School uses DV in underground athletic facility
For the subgrade athletic center at Sidwell Friends School, a K-12 school on 15 acres in Washington, D.C., displacement ventilation (DV) was ideal for the 23,000-sq-ft, four-court gymnasium, which is equipped with retractable bleacher seating for 600. In this enclosed, high-ceilinged space, airborne contaminants consist mainly of carbon dioxide and odor from athletes and spectators.
For the new subgrade athletic center at Sidwell Friends School, a K-12 school on 15 acres in Washington, D.C., displacement ventilation (DV) was ideal for the 23,000-sq-ft, four-court gymnasium, which is equipped with retractable bleacher seating for 600. In this enclosed, high-ceilinged space, airborne contaminants consist mainly of carbon dioxide and odor from athletes and spectators.
In addition to the gymnasium, the 73,000-sq-ft underground facility houses a fitness facility, a wrestling room, a dance room, coaches’ offices, and locker rooms for students, faculty, and officials. All that is visible from above is a small headhouse of a few hundred square feet. U.S. Green Building Council LEED Silver certification is currently under review for the athletic facility, and DV is playing a major role in achieving this certification. The new athletic facility supplements the gymnasiums already on campus and gives Sidwell options for future programming changes. Shortly following the completion of construction documentation in July 2008, extensive excavation began, with the new building occupied by the owner in fall 2010.

☆ ☆ ☆

* [ACTIONS TO TAKE]
1. Duplicate the stretch of the athletic center article from "In addition to" through "in fall 2010.", word for word.
2. Condense the paragraph of the athletic center article that begins "In addition to the gymnasium" into a bulleted list that keeps its main facts.

(Dataset rows)
☆ ☆ ☆

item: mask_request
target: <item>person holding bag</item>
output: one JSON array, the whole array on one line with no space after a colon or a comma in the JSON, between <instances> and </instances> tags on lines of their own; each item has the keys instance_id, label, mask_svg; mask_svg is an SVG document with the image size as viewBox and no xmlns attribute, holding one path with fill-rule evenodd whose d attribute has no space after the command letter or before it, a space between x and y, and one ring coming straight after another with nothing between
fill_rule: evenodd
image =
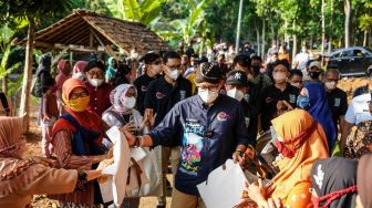
<instances>
[{"instance_id":1,"label":"person holding bag","mask_svg":"<svg viewBox=\"0 0 372 208\"><path fill-rule=\"evenodd\" d=\"M145 112L145 119L137 110L136 105L137 92L132 84L121 84L116 86L110 94L110 101L112 106L106 110L102 119L108 124L108 126L118 126L135 135L143 135L148 132L151 126L151 112ZM161 148L142 148L146 156L136 162L131 158L132 166L128 169L128 183L126 186L126 196L122 208L138 207L140 196L157 196L162 190L162 170L161 170ZM144 174L149 181L144 184L141 179L141 175ZM132 176L134 175L134 176Z\"/></svg>"}]
</instances>

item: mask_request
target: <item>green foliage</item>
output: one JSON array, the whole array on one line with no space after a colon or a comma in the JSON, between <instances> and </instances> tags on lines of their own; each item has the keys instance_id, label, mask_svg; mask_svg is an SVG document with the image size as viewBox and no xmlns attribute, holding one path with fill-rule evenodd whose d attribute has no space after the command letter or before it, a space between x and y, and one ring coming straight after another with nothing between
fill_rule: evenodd
<instances>
[{"instance_id":1,"label":"green foliage","mask_svg":"<svg viewBox=\"0 0 372 208\"><path fill-rule=\"evenodd\" d=\"M161 7L166 0L104 0L114 18L142 22L146 25L157 20Z\"/></svg>"}]
</instances>

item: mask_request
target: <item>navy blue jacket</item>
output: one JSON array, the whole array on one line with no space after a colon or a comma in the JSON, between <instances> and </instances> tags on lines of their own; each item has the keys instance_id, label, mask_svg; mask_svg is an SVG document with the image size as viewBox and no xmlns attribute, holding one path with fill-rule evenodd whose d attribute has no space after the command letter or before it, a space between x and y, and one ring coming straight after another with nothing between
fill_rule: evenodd
<instances>
[{"instance_id":1,"label":"navy blue jacket","mask_svg":"<svg viewBox=\"0 0 372 208\"><path fill-rule=\"evenodd\" d=\"M175 187L189 195L199 195L196 185L248 144L241 104L223 94L210 107L199 95L177 103L149 136L154 146L182 146Z\"/></svg>"}]
</instances>

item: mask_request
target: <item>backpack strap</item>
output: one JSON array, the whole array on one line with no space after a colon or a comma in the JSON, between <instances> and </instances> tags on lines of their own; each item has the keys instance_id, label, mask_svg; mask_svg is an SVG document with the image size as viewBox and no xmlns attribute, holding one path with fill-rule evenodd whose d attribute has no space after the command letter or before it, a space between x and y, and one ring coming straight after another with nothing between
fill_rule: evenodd
<instances>
[{"instance_id":1,"label":"backpack strap","mask_svg":"<svg viewBox=\"0 0 372 208\"><path fill-rule=\"evenodd\" d=\"M7 112L7 116L9 116L9 114L10 114L10 108L9 108L9 105L8 105L8 98L7 98L7 96L6 96L6 93L0 92L0 100L1 100L2 107L3 107L4 111Z\"/></svg>"}]
</instances>

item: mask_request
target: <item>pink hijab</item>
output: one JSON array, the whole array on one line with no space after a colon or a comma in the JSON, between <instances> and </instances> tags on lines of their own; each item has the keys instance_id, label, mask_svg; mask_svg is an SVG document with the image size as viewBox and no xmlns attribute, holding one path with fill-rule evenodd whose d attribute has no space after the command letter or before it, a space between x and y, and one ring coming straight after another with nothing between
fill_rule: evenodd
<instances>
[{"instance_id":1,"label":"pink hijab","mask_svg":"<svg viewBox=\"0 0 372 208\"><path fill-rule=\"evenodd\" d=\"M0 157L21 157L24 146L22 126L22 117L0 116Z\"/></svg>"},{"instance_id":2,"label":"pink hijab","mask_svg":"<svg viewBox=\"0 0 372 208\"><path fill-rule=\"evenodd\" d=\"M65 67L68 63L70 63L68 60L61 60L58 64L59 74L55 76L55 84L58 90L61 90L63 83L71 77L71 66L70 69Z\"/></svg>"}]
</instances>

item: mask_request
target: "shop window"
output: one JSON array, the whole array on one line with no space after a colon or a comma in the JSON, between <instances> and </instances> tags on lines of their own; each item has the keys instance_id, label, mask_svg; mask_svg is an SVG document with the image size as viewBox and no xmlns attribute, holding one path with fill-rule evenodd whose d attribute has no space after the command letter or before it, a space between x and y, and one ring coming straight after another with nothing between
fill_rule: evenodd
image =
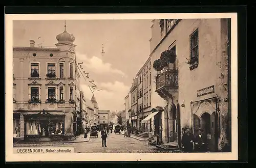
<instances>
[{"instance_id":1,"label":"shop window","mask_svg":"<svg viewBox=\"0 0 256 168\"><path fill-rule=\"evenodd\" d=\"M59 63L59 78L64 78L64 63Z\"/></svg>"},{"instance_id":2,"label":"shop window","mask_svg":"<svg viewBox=\"0 0 256 168\"><path fill-rule=\"evenodd\" d=\"M59 87L59 100L63 100L64 99L64 87Z\"/></svg>"},{"instance_id":3,"label":"shop window","mask_svg":"<svg viewBox=\"0 0 256 168\"><path fill-rule=\"evenodd\" d=\"M70 63L69 65L69 77L70 78L73 77L73 64L72 63Z\"/></svg>"},{"instance_id":4,"label":"shop window","mask_svg":"<svg viewBox=\"0 0 256 168\"><path fill-rule=\"evenodd\" d=\"M56 77L56 66L55 63L47 64L48 78L55 78Z\"/></svg>"},{"instance_id":5,"label":"shop window","mask_svg":"<svg viewBox=\"0 0 256 168\"><path fill-rule=\"evenodd\" d=\"M39 63L31 63L30 77L39 77Z\"/></svg>"}]
</instances>

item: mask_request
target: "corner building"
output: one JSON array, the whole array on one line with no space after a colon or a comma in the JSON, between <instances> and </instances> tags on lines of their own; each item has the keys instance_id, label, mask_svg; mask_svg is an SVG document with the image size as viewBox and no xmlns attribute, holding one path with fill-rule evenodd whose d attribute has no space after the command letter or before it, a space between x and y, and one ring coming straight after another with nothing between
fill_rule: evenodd
<instances>
[{"instance_id":1,"label":"corner building","mask_svg":"<svg viewBox=\"0 0 256 168\"><path fill-rule=\"evenodd\" d=\"M33 40L13 47L14 138L70 139L77 131L75 38L65 25L56 39L55 48L35 47Z\"/></svg>"}]
</instances>

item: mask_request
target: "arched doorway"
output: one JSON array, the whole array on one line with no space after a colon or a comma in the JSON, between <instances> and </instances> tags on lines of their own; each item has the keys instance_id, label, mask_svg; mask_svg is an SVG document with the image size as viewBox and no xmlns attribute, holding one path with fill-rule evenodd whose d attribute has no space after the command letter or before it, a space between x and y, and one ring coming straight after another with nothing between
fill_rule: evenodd
<instances>
[{"instance_id":1,"label":"arched doorway","mask_svg":"<svg viewBox=\"0 0 256 168\"><path fill-rule=\"evenodd\" d=\"M206 135L210 134L210 115L207 113L204 113L201 117L201 128Z\"/></svg>"},{"instance_id":2,"label":"arched doorway","mask_svg":"<svg viewBox=\"0 0 256 168\"><path fill-rule=\"evenodd\" d=\"M178 120L177 108L175 104L173 103L169 113L169 125L170 131L170 141L178 141Z\"/></svg>"}]
</instances>

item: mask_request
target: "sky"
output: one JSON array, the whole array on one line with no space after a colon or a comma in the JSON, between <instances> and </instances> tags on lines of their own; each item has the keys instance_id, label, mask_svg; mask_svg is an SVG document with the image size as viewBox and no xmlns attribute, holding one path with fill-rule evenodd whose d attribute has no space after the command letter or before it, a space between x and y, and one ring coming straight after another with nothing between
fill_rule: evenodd
<instances>
[{"instance_id":1,"label":"sky","mask_svg":"<svg viewBox=\"0 0 256 168\"><path fill-rule=\"evenodd\" d=\"M76 38L77 62L83 63L82 72L97 85L94 94L100 109L124 109L133 78L150 54L152 24L151 20L66 20L67 31ZM64 20L14 21L13 46L29 47L33 40L36 47L55 47L64 25ZM88 85L82 77L80 88L90 99Z\"/></svg>"}]
</instances>

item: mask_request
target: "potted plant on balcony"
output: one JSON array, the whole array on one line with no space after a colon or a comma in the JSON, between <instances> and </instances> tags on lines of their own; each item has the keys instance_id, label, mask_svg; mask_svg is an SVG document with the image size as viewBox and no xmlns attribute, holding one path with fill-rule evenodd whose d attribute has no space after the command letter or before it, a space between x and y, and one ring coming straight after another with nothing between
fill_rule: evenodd
<instances>
[{"instance_id":1,"label":"potted plant on balcony","mask_svg":"<svg viewBox=\"0 0 256 168\"><path fill-rule=\"evenodd\" d=\"M30 100L29 100L29 103L41 103L41 101L36 97L32 97Z\"/></svg>"}]
</instances>

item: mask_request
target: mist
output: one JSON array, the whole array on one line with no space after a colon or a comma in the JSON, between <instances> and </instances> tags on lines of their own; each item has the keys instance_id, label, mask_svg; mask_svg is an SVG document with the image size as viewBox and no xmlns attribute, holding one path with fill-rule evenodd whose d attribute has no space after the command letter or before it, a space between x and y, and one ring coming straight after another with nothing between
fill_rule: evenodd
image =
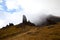
<instances>
[{"instance_id":1,"label":"mist","mask_svg":"<svg viewBox=\"0 0 60 40\"><path fill-rule=\"evenodd\" d=\"M51 14L60 16L60 0L1 0L0 28L9 23L21 23L22 15L38 24Z\"/></svg>"}]
</instances>

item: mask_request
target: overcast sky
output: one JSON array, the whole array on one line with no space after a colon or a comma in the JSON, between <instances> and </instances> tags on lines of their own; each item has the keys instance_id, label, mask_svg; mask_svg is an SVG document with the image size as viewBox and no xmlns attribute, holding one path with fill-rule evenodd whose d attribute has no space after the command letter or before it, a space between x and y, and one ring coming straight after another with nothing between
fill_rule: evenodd
<instances>
[{"instance_id":1,"label":"overcast sky","mask_svg":"<svg viewBox=\"0 0 60 40\"><path fill-rule=\"evenodd\" d=\"M60 16L60 0L0 0L0 28L21 23L23 14L31 22L49 14Z\"/></svg>"}]
</instances>

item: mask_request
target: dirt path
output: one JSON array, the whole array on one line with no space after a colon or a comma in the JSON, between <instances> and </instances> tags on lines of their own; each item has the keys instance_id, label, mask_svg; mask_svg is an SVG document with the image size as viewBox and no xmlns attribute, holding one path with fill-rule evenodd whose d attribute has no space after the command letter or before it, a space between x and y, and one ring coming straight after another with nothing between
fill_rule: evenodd
<instances>
[{"instance_id":1,"label":"dirt path","mask_svg":"<svg viewBox=\"0 0 60 40\"><path fill-rule=\"evenodd\" d=\"M17 34L17 35L15 35L15 37L12 36L12 37L5 38L5 39L3 39L3 40L16 40L16 38L19 38L19 37L21 37L21 36L23 36L23 35L25 35L25 34L27 34L27 33L29 33L29 32L34 32L36 29L37 29L37 28L32 28L32 29L30 29L29 31L27 31L27 32L25 32L25 33Z\"/></svg>"}]
</instances>

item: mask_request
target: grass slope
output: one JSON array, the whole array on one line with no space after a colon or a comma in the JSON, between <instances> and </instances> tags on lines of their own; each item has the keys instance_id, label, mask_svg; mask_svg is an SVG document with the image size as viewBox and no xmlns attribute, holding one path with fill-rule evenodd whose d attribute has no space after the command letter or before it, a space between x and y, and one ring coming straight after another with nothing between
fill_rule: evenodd
<instances>
[{"instance_id":1,"label":"grass slope","mask_svg":"<svg viewBox=\"0 0 60 40\"><path fill-rule=\"evenodd\" d=\"M11 26L0 30L0 40L60 40L60 23L44 27Z\"/></svg>"}]
</instances>

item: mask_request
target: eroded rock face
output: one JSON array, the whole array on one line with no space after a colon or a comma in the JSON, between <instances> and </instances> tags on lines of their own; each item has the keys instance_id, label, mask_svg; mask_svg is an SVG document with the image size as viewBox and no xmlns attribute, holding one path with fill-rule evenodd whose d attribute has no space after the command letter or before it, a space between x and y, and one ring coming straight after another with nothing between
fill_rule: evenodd
<instances>
[{"instance_id":1,"label":"eroded rock face","mask_svg":"<svg viewBox=\"0 0 60 40\"><path fill-rule=\"evenodd\" d=\"M26 23L27 22L27 18L25 15L23 15L23 23Z\"/></svg>"}]
</instances>

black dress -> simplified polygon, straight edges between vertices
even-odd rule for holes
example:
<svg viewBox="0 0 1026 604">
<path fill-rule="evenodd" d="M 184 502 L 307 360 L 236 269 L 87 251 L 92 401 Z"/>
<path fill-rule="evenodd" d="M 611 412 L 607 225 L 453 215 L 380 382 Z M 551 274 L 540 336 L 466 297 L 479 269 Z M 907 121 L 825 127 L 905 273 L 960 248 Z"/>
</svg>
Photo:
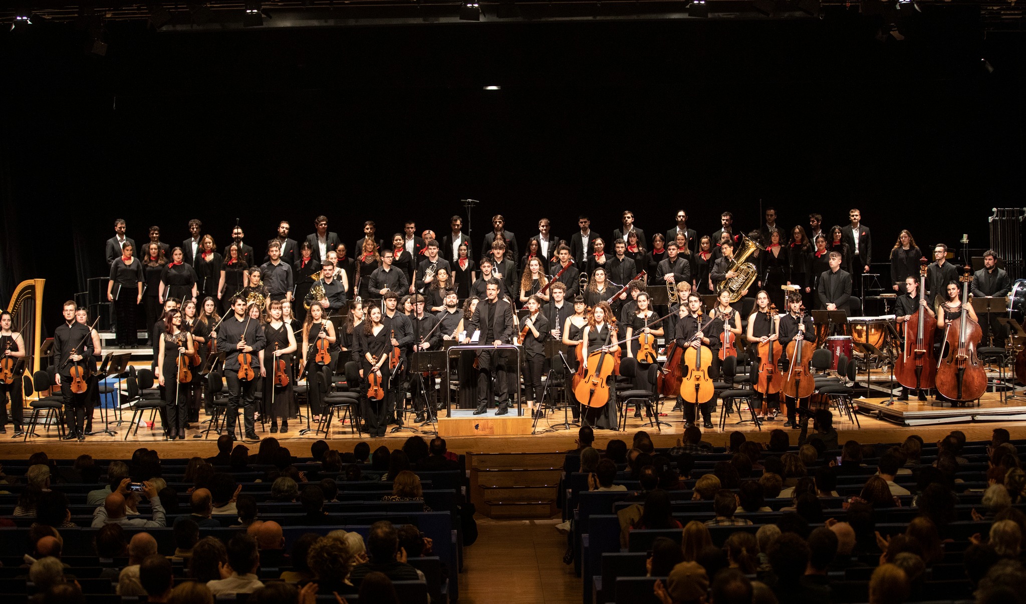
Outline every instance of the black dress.
<svg viewBox="0 0 1026 604">
<path fill-rule="evenodd" d="M 160 280 L 164 283 L 164 299 L 190 299 L 196 284 L 196 271 L 186 264 L 167 265 Z"/>
<path fill-rule="evenodd" d="M 209 254 L 199 254 L 193 261 L 193 269 L 196 271 L 196 279 L 199 284 L 199 295 L 197 299 L 210 296 L 218 299 L 218 285 L 221 283 L 221 264 L 223 258 L 218 252 Z M 227 278 L 226 278 L 227 280 Z M 235 291 L 234 289 L 232 291 Z"/>
<path fill-rule="evenodd" d="M 298 410 L 295 407 L 295 397 L 292 394 L 292 385 L 295 384 L 295 376 L 292 373 L 291 353 L 278 357 L 285 361 L 285 372 L 288 373 L 288 386 L 278 387 L 274 385 L 275 345 L 277 345 L 279 350 L 288 348 L 288 326 L 282 323 L 275 329 L 270 323 L 265 323 L 264 337 L 267 338 L 267 347 L 264 349 L 264 369 L 267 372 L 267 377 L 264 378 L 264 414 L 288 419 Z M 274 393 L 273 396 L 272 392 Z M 269 408 L 270 412 L 268 412 Z"/>
<path fill-rule="evenodd" d="M 470 297 L 470 286 L 473 285 L 471 276 L 475 270 L 477 270 L 477 265 L 474 260 L 466 258 L 467 265 L 465 267 L 460 266 L 460 260 L 452 260 L 451 276 L 452 283 L 456 284 L 456 293 L 460 296 L 460 299 L 467 299 Z"/>
</svg>

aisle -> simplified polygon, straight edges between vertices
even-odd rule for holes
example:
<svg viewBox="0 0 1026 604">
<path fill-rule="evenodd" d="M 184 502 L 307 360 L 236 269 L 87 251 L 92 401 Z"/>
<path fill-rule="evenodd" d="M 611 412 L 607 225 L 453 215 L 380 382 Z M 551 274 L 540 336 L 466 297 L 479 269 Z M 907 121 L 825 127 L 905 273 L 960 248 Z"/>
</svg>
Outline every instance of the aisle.
<svg viewBox="0 0 1026 604">
<path fill-rule="evenodd" d="M 479 536 L 464 550 L 461 604 L 575 604 L 581 579 L 563 564 L 559 520 L 491 520 L 477 516 Z"/>
</svg>

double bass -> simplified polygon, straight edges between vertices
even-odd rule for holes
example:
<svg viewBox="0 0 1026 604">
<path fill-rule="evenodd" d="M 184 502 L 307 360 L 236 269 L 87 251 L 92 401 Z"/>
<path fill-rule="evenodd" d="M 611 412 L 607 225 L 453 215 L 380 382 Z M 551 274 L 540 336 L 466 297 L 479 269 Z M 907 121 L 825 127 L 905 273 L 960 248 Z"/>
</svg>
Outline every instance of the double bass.
<svg viewBox="0 0 1026 604">
<path fill-rule="evenodd" d="M 926 295 L 926 258 L 919 258 L 919 306 L 904 322 L 905 346 L 895 360 L 895 377 L 905 388 L 921 391 L 934 388 L 934 334 L 937 316 L 922 301 Z M 912 331 L 914 329 L 915 331 Z"/>
<path fill-rule="evenodd" d="M 777 333 L 777 306 L 770 305 L 770 331 Z M 754 385 L 755 392 L 764 395 L 780 392 L 780 387 L 784 381 L 784 375 L 780 371 L 780 344 L 776 339 L 767 339 L 759 343 L 759 368 L 758 380 Z M 812 359 L 812 355 L 810 355 Z"/>
<path fill-rule="evenodd" d="M 816 378 L 813 376 L 813 351 L 816 346 L 805 339 L 805 311 L 802 308 L 798 314 L 798 333 L 801 339 L 794 338 L 787 343 L 787 358 L 791 360 L 791 366 L 787 370 L 787 379 L 784 380 L 784 396 L 792 399 L 803 399 L 813 396 L 816 390 Z"/>
<path fill-rule="evenodd" d="M 987 370 L 976 356 L 982 333 L 980 325 L 969 318 L 970 267 L 958 278 L 962 284 L 961 311 L 958 320 L 945 329 L 948 356 L 938 362 L 937 391 L 952 401 L 974 401 L 987 391 Z"/>
</svg>

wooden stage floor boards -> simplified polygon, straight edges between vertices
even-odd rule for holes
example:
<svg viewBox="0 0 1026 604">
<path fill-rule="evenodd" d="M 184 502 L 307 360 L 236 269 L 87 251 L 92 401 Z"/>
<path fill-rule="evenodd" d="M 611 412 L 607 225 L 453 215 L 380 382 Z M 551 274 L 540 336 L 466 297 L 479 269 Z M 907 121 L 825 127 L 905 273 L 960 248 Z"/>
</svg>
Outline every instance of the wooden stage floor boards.
<svg viewBox="0 0 1026 604">
<path fill-rule="evenodd" d="M 923 439 L 932 439 L 936 441 L 948 434 L 951 430 L 961 430 L 966 434 L 966 437 L 970 440 L 989 440 L 991 431 L 994 428 L 1009 429 L 1012 433 L 1012 438 L 1026 438 L 1026 421 L 1016 420 L 1015 415 L 1001 416 L 986 414 L 980 411 L 980 409 L 1012 409 L 1013 405 L 1018 404 L 1015 401 L 1005 406 L 998 403 L 996 400 L 985 400 L 981 407 L 964 409 L 965 413 L 963 418 L 957 424 L 926 424 L 921 426 L 906 427 L 900 426 L 893 420 L 877 418 L 875 411 L 880 407 L 883 407 L 884 409 L 894 409 L 892 413 L 936 412 L 936 410 L 930 411 L 929 409 L 920 409 L 918 403 L 912 402 L 910 402 L 909 405 L 904 406 L 896 404 L 893 407 L 885 407 L 880 404 L 881 401 L 885 400 L 886 399 L 857 399 L 857 404 L 872 408 L 874 411 L 872 415 L 859 413 L 859 427 L 851 424 L 846 418 L 839 418 L 835 412 L 834 428 L 837 429 L 839 440 L 844 442 L 845 440 L 854 439 L 862 443 L 901 442 L 911 434 L 918 434 Z M 672 401 L 670 401 L 663 407 L 664 412 L 667 414 L 665 417 L 662 417 L 662 419 L 670 426 L 662 427 L 661 432 L 657 431 L 654 427 L 649 427 L 646 420 L 642 421 L 640 419 L 635 419 L 633 417 L 633 413 L 629 413 L 626 431 L 595 431 L 597 446 L 604 447 L 605 443 L 611 439 L 621 439 L 630 444 L 631 437 L 639 430 L 644 430 L 652 435 L 657 447 L 673 446 L 683 433 L 683 417 L 680 411 L 669 411 L 672 404 Z M 1021 407 L 1021 410 L 1024 414 L 1026 414 L 1026 406 Z M 956 409 L 955 411 L 961 412 L 963 410 Z M 951 409 L 949 407 L 945 407 L 942 412 L 950 414 Z M 492 411 L 489 411 L 487 414 L 481 415 L 481 417 L 490 417 L 492 413 Z M 981 418 L 984 415 L 986 418 Z M 130 417 L 130 413 L 126 413 L 125 417 Z M 573 416 L 569 417 L 573 420 Z M 713 430 L 703 430 L 703 439 L 715 446 L 723 446 L 729 438 L 727 433 L 738 430 L 744 432 L 750 440 L 766 442 L 770 439 L 771 430 L 783 429 L 783 418 L 779 421 L 767 421 L 763 424 L 762 430 L 759 431 L 750 424 L 734 425 L 736 417 L 737 415 L 734 415 L 728 418 L 725 432 L 720 432 L 718 428 Z M 204 416 L 201 418 L 206 417 Z M 717 427 L 718 418 L 718 412 L 714 413 L 713 424 Z M 546 418 L 539 420 L 538 429 L 540 434 L 527 434 L 522 436 L 452 436 L 446 438 L 446 444 L 449 450 L 459 453 L 467 451 L 566 451 L 577 447 L 575 441 L 577 439 L 579 427 L 577 425 L 571 425 L 570 429 L 566 430 L 562 427 L 562 420 L 563 413 L 559 411 L 554 414 L 549 414 Z M 98 421 L 97 412 L 97 417 L 93 420 L 93 428 L 98 429 L 100 427 L 102 427 L 102 424 Z M 55 436 L 56 431 L 52 429 L 50 431 L 51 436 L 40 436 L 30 439 L 29 442 L 23 442 L 22 438 L 12 439 L 10 427 L 8 426 L 7 428 L 7 434 L 0 434 L 0 458 L 25 458 L 35 451 L 45 451 L 53 457 L 77 457 L 82 453 L 88 453 L 97 458 L 124 458 L 129 456 L 131 451 L 137 447 L 156 449 L 162 456 L 165 457 L 190 457 L 194 455 L 212 456 L 216 453 L 216 437 L 212 432 L 210 433 L 210 439 L 208 440 L 195 438 L 196 435 L 200 434 L 200 431 L 194 429 L 189 431 L 189 438 L 186 440 L 165 441 L 161 436 L 159 419 L 157 421 L 156 429 L 140 428 L 139 436 L 129 436 L 127 440 L 122 440 L 124 438 L 124 431 L 128 429 L 127 421 L 121 426 L 112 425 L 111 428 L 117 432 L 116 436 L 90 436 L 86 437 L 84 442 L 61 441 Z M 271 434 L 270 432 L 263 432 L 260 422 L 258 422 L 256 436 L 260 438 L 273 436 L 281 441 L 283 446 L 288 447 L 293 454 L 307 455 L 310 451 L 310 445 L 323 438 L 323 435 L 315 436 L 313 433 L 309 433 L 305 436 L 300 436 L 298 432 L 299 428 L 299 422 L 293 420 L 289 422 L 288 433 Z M 384 438 L 368 438 L 366 436 L 359 437 L 356 434 L 351 435 L 349 433 L 350 428 L 348 425 L 340 427 L 338 422 L 334 422 L 331 427 L 331 437 L 326 440 L 332 448 L 337 448 L 342 451 L 351 451 L 353 446 L 360 440 L 367 441 L 370 444 L 371 449 L 381 445 L 389 447 L 390 449 L 395 449 L 401 447 L 403 441 L 413 434 L 418 434 L 429 440 L 434 437 L 434 433 L 431 431 L 430 426 L 424 428 L 418 427 L 418 429 L 419 432 L 403 430 L 397 433 L 390 432 L 388 436 Z M 792 443 L 797 443 L 799 431 L 791 429 L 783 430 L 786 430 Z M 40 433 L 45 434 L 42 430 L 40 430 Z M 250 449 L 253 449 L 255 452 L 255 448 L 258 446 L 256 442 L 244 442 L 243 444 L 248 446 Z"/>
</svg>

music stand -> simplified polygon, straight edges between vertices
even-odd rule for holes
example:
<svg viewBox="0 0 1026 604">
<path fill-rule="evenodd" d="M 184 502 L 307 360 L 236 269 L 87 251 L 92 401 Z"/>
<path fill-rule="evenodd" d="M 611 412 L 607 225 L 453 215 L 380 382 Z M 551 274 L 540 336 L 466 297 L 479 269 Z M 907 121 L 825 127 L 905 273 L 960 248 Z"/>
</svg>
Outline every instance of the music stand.
<svg viewBox="0 0 1026 604">
<path fill-rule="evenodd" d="M 846 325 L 847 313 L 844 311 L 813 311 L 813 321 L 827 326 L 827 337 L 833 335 L 834 325 Z"/>
</svg>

☆ ☆ ☆

* [SOLUTIONS]
1.
In addition to the gymnasium, the 73,000-sq-ft underground facility houses a fitness facility, a wrestling room, a dance room, coaches’ offices, and locker rooms for students, faculty, and officials. All that is visible from above is a small headhouse of a few hundred square feet. U.S. Green Building Council LEED Silver certification is currently under review for the athletic facility, and DV is playing a major role in achieving this certification. The new athletic facility supplements the gymnasiums already on campus and gives Sidwell options for future programming changes. Shortly following the completion of construction documentation in July 2008, extensive excavation began, with the new building occupied by the owner in fall 2010.

2.
- Besides the gymnasium, the 73,000-sq-ft underground facility has a fitness facility, a wrestling room, a dance room, coaches' offices, and locker rooms for students, faculty, and officials.
- Above ground, only a small headhouse of a few hundred square feet is visible.
- U.S. Green Building Council LEED Silver certification is under review, and DV plays a major role in achieving it.
- The facility adds to the gymnasiums already on campus and gives Sidwell options for future programming changes.
- Extensive excavation began shortly after construction documentation was completed in July 2008, and the owner occupied the building in fall 2010.